Problem details
Lay out the data as a two-column CSV with the headers text and answer. Give one row per text and its answer, each in a single quoted field with line breaks replaced by spaces, and leave out the pictures.

Records supplied
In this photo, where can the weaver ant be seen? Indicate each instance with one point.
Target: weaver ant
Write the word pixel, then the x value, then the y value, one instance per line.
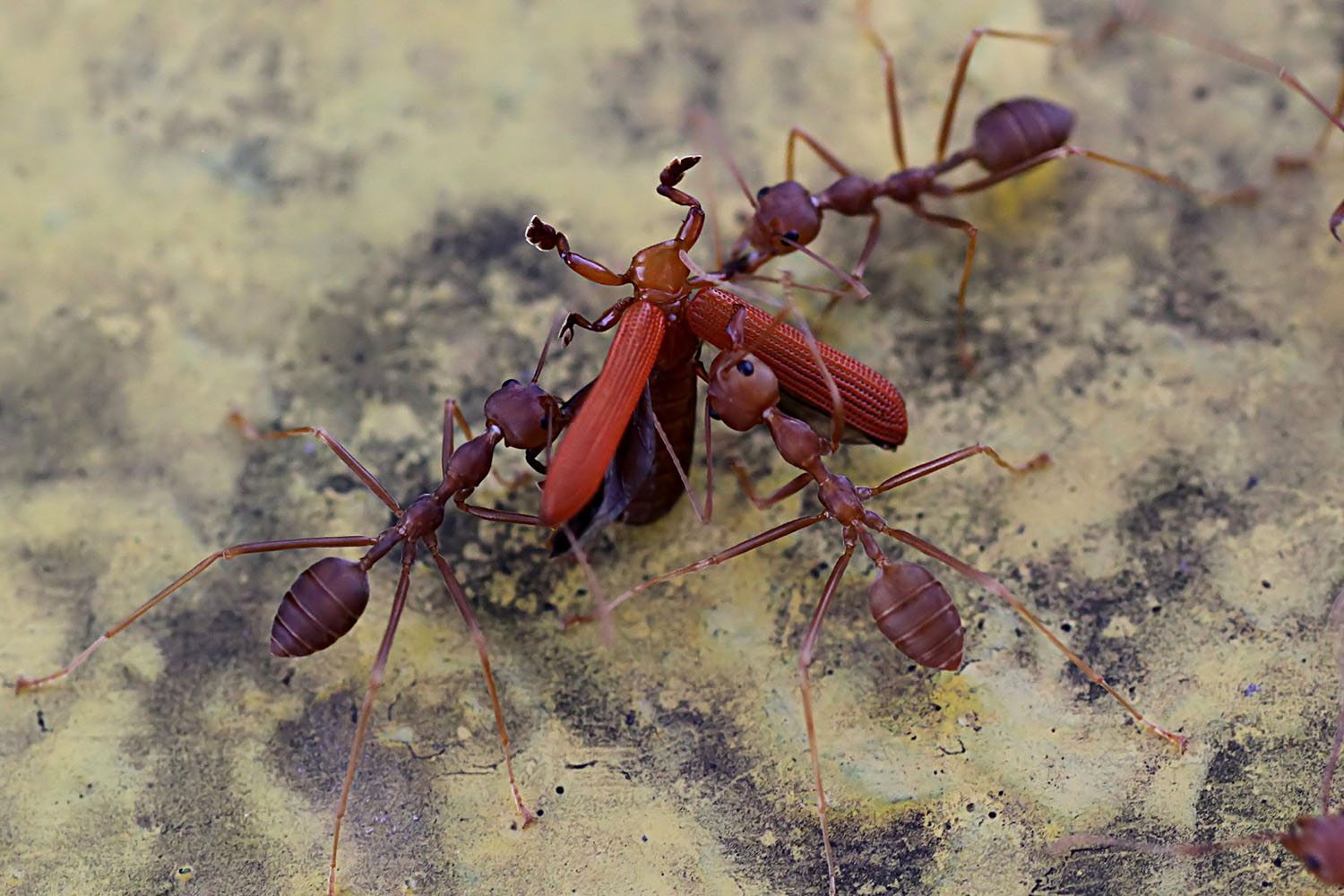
pixel 908 603
pixel 1010 139
pixel 328 598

Task response
text,answer
"In this photo, where can the weaver ant be seen? Indicate each instance with one point. Target: weaver ant Write the word pixel, then the x value, then the y value, one instance per line.","pixel 908 603 pixel 1010 139 pixel 328 598"